§ WHAT IS NEEDED
Reproduce the following comments on public access to the CBC music archive word for word, in full.

For instance, one of the largest collections of music (in Canada) is said to be the CBC archives. Beyond the commercial stuff, they have many, many obscure releases, demos, field recordins and the like. Millions of hours of music and audio, well indexed. Is this archive, fully paid for by public money available to the public? No.

The reason? Copyright, some they can't control, sure, but a lot native to the CBC itself, which they could release if they wanted to. Funding to make it available too is an issue, but a lesser one than the theory that some radio program from the 1960s is too valuable to release.
posted by bonehead at 10:50 AM on April 21, 2011


It's disheartening that we're taking the immense potentiality of instant global communications and essentially limitless storage to create our own little Libraries of Alexandria. "Information wants to be free" but money is more powerful than knowledge alone. If it's not available on the vast human library of the internet, any personal profit is dwarfed by the immense value of making it available to everyone (potentially and ideally forever).

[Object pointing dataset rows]
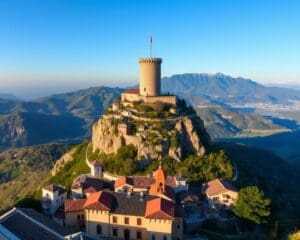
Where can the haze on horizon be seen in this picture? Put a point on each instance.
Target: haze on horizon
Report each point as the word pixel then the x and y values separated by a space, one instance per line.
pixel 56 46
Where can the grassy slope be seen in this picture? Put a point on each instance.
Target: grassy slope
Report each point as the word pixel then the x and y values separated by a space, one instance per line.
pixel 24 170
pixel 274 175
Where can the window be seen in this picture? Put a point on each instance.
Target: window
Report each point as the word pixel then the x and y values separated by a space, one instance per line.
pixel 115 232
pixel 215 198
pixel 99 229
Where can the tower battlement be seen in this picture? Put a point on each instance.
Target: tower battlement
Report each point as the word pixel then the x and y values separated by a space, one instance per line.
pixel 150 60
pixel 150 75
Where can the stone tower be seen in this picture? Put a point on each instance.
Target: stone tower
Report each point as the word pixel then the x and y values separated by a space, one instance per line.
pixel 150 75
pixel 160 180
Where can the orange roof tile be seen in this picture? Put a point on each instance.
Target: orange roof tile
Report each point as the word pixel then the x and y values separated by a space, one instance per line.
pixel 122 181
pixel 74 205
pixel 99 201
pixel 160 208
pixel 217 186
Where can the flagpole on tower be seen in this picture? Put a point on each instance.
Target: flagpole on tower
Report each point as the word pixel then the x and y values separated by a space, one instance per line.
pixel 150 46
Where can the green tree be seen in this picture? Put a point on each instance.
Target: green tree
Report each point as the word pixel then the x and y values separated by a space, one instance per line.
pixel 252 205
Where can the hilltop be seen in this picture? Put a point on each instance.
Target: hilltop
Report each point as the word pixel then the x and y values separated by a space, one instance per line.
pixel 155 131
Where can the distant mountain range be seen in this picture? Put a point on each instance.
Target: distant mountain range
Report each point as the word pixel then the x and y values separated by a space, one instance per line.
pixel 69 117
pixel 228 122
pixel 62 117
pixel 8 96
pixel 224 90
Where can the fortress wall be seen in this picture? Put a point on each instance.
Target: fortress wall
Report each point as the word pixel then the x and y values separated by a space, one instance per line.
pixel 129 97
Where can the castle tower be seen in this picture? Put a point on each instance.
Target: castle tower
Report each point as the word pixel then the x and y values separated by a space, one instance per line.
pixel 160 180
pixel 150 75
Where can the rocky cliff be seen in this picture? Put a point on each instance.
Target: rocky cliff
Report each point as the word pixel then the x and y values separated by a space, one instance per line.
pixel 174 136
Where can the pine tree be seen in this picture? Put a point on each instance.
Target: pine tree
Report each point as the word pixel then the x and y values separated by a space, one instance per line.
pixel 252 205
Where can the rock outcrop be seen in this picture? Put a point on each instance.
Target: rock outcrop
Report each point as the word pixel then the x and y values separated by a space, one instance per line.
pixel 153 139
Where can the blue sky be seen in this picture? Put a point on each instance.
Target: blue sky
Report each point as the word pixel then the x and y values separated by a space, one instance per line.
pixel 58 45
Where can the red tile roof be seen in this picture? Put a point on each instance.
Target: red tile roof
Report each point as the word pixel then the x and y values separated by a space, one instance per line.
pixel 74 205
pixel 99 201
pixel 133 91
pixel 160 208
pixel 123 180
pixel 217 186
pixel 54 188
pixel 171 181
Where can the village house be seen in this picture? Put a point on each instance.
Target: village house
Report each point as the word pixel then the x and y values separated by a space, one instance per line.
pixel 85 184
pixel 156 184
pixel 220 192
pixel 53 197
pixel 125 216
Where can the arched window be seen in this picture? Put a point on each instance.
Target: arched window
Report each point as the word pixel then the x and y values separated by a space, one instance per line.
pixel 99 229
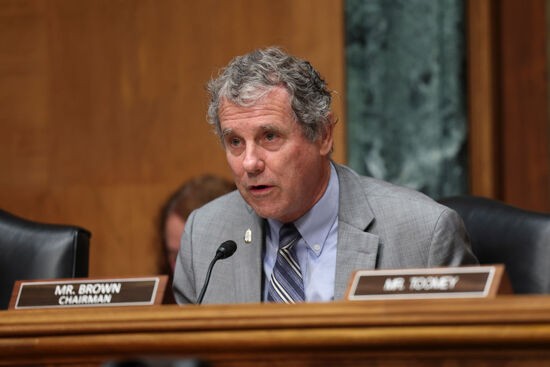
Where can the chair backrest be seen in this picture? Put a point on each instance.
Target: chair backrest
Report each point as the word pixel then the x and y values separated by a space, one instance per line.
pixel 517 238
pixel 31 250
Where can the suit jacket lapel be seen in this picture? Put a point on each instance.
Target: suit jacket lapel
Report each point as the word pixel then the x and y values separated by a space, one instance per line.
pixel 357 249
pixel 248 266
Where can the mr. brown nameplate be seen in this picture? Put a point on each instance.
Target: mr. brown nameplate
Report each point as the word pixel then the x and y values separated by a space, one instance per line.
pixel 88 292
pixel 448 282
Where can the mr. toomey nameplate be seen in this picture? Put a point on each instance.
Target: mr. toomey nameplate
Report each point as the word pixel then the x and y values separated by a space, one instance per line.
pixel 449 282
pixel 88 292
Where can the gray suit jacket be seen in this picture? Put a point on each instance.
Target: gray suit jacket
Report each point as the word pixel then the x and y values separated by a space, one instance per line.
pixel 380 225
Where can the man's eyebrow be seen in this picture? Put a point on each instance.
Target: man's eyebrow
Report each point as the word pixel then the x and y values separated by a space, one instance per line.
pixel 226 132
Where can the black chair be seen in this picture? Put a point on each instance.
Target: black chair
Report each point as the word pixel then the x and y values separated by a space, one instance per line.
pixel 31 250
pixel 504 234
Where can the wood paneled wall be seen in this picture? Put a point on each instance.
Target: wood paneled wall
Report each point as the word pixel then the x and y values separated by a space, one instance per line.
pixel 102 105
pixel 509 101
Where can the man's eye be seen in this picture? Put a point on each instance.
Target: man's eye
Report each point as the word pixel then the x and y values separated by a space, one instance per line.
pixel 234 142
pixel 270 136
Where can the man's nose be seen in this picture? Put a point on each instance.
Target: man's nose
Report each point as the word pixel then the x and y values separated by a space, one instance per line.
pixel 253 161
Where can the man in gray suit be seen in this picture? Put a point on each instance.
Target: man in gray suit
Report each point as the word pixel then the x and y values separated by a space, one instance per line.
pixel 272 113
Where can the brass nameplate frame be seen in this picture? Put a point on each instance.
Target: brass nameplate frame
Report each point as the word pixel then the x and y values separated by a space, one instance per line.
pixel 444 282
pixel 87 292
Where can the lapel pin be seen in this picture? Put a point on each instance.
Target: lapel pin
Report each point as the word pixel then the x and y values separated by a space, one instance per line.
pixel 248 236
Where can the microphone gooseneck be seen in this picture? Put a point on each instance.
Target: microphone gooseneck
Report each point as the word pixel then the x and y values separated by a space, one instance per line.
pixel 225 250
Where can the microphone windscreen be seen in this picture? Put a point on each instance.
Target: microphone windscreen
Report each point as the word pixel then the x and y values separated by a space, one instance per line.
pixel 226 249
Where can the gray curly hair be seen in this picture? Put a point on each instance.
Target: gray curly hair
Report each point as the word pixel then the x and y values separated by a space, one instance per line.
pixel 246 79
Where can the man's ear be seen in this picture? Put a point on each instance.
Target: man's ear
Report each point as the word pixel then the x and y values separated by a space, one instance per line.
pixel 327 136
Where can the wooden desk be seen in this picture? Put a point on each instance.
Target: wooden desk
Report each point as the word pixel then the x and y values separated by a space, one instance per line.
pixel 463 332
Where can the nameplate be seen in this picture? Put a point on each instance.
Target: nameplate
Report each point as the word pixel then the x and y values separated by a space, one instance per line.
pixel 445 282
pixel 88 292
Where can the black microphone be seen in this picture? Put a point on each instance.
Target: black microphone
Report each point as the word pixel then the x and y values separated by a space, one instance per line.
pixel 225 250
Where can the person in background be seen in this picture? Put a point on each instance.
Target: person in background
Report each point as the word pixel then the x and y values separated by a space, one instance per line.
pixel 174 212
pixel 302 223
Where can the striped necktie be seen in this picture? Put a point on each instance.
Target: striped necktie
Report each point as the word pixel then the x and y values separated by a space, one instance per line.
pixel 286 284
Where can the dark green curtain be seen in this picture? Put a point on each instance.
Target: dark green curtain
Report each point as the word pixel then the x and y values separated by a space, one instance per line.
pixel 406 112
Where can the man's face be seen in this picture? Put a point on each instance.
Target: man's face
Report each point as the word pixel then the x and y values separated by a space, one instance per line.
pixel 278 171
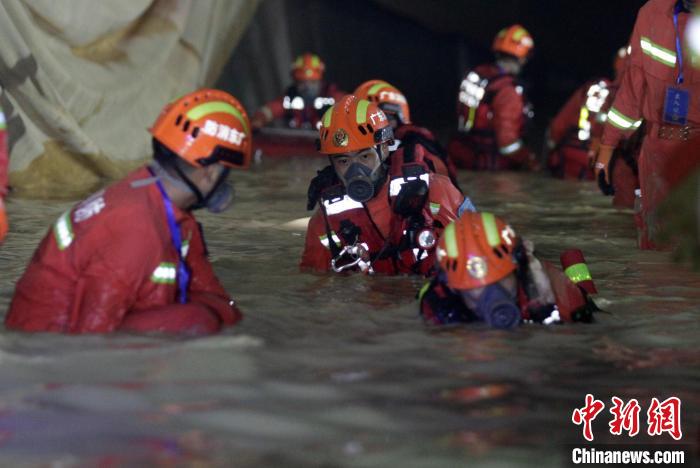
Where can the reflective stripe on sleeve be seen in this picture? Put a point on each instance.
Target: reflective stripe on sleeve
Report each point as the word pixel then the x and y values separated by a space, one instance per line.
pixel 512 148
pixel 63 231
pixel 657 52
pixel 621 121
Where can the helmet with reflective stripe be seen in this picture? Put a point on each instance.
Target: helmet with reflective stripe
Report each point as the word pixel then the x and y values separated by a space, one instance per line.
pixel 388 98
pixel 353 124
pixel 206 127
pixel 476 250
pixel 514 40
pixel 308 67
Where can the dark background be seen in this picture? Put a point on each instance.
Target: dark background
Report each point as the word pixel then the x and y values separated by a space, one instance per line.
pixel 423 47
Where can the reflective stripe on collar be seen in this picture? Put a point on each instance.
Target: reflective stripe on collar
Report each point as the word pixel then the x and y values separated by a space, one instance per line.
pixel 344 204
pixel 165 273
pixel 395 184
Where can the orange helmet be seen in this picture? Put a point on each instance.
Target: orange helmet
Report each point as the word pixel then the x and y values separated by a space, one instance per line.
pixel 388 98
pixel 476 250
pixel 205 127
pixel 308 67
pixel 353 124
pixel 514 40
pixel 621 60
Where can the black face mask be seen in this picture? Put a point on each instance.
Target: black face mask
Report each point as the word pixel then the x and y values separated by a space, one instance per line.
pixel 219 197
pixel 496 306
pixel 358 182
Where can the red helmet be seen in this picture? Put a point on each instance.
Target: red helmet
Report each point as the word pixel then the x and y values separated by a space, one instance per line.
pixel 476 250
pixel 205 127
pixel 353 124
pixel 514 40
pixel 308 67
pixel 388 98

--

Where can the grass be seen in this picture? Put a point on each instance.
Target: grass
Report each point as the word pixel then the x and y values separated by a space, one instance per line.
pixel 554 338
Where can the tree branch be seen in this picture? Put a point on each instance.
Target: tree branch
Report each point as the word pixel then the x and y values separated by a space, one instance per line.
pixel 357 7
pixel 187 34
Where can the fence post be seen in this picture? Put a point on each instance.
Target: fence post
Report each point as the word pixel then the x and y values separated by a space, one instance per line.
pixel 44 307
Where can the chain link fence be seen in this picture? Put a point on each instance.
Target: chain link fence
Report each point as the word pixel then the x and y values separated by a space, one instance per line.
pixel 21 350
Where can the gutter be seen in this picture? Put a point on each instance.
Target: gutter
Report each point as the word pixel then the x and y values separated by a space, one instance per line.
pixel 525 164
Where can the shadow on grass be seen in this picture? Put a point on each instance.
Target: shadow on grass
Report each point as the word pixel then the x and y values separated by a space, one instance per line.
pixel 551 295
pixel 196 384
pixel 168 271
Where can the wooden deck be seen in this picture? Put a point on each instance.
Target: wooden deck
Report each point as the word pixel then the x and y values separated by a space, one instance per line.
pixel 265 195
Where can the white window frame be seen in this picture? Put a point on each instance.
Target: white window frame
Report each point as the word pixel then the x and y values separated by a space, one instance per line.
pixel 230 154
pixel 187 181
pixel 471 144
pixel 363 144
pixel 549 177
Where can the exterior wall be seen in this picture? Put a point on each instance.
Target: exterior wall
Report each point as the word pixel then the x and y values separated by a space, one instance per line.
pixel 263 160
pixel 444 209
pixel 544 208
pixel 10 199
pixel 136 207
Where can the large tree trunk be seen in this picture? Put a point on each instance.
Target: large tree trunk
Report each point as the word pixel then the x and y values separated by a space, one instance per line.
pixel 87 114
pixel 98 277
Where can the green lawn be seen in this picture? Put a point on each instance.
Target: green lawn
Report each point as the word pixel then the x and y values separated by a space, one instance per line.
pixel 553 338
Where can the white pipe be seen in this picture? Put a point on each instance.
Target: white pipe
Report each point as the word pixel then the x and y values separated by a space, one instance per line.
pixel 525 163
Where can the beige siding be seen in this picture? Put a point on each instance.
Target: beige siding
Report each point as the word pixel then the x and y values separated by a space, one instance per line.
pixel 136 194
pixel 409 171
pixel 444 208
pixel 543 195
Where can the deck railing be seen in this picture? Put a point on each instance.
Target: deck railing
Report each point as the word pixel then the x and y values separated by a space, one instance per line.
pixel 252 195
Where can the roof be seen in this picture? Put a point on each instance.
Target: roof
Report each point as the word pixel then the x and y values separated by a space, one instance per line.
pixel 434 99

==

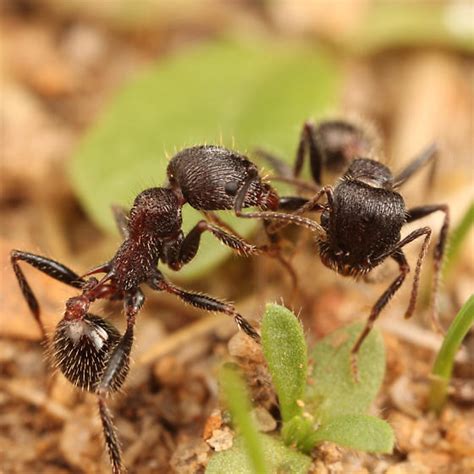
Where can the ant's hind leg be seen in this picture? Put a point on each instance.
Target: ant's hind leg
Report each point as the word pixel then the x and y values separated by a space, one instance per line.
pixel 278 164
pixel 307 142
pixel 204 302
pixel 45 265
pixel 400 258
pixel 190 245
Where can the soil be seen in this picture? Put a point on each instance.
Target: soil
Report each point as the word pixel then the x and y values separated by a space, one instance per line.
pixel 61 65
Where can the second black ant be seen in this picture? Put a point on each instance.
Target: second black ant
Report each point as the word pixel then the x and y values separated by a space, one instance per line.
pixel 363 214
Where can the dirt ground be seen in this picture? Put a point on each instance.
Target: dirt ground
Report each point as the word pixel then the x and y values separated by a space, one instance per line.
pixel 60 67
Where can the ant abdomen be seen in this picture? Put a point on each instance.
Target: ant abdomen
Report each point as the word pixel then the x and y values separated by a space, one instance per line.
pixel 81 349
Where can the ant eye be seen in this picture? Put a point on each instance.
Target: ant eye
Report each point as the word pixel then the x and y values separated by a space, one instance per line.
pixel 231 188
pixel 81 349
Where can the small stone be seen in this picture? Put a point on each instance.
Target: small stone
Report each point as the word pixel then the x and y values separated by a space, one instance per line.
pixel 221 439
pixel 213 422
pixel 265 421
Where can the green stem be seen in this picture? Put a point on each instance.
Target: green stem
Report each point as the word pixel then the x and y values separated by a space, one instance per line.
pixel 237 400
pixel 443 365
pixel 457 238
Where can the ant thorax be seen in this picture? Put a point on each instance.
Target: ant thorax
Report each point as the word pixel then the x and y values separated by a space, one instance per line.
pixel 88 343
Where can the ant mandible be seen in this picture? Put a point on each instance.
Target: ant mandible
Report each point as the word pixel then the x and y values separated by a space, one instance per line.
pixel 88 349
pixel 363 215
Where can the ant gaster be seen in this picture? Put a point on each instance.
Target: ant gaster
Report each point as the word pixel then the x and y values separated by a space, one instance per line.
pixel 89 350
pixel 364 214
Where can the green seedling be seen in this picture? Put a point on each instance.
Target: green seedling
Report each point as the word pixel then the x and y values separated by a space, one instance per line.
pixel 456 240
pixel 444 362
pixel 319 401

§ SOLUTION FOR THIS PROBLEM
For instance, one of the largest collections of music (in Canada) is said to be the CBC archives. Beyond the commercial stuff, they have many, many obscure releases, demos, field recordins and the like. Millions of hours of music and audio, well indexed. Is this archive, fully paid for by public money available to the public? No.

The reason? Copyright, some they can't control, sure, but a lot native to the CBC itself, which they could release if they wanted to. Funding to make it available too is an issue, but a lesser one than the theory that some radio program from the 1960s is too valuable to release.
posted by bonehead at 10:50 AM on April 21, 2011


It's disheartening that we're taking the immense potentiality of instant global communications and essentially limitless storage to create our own little Libraries of Alexandria. "Information wants to be free" but money is more powerful than knowledge alone. If it's not available on the vast human library of the internet, any personal profit is dwarfed by the immense value of making it available to everyone (potentially and ideally forever).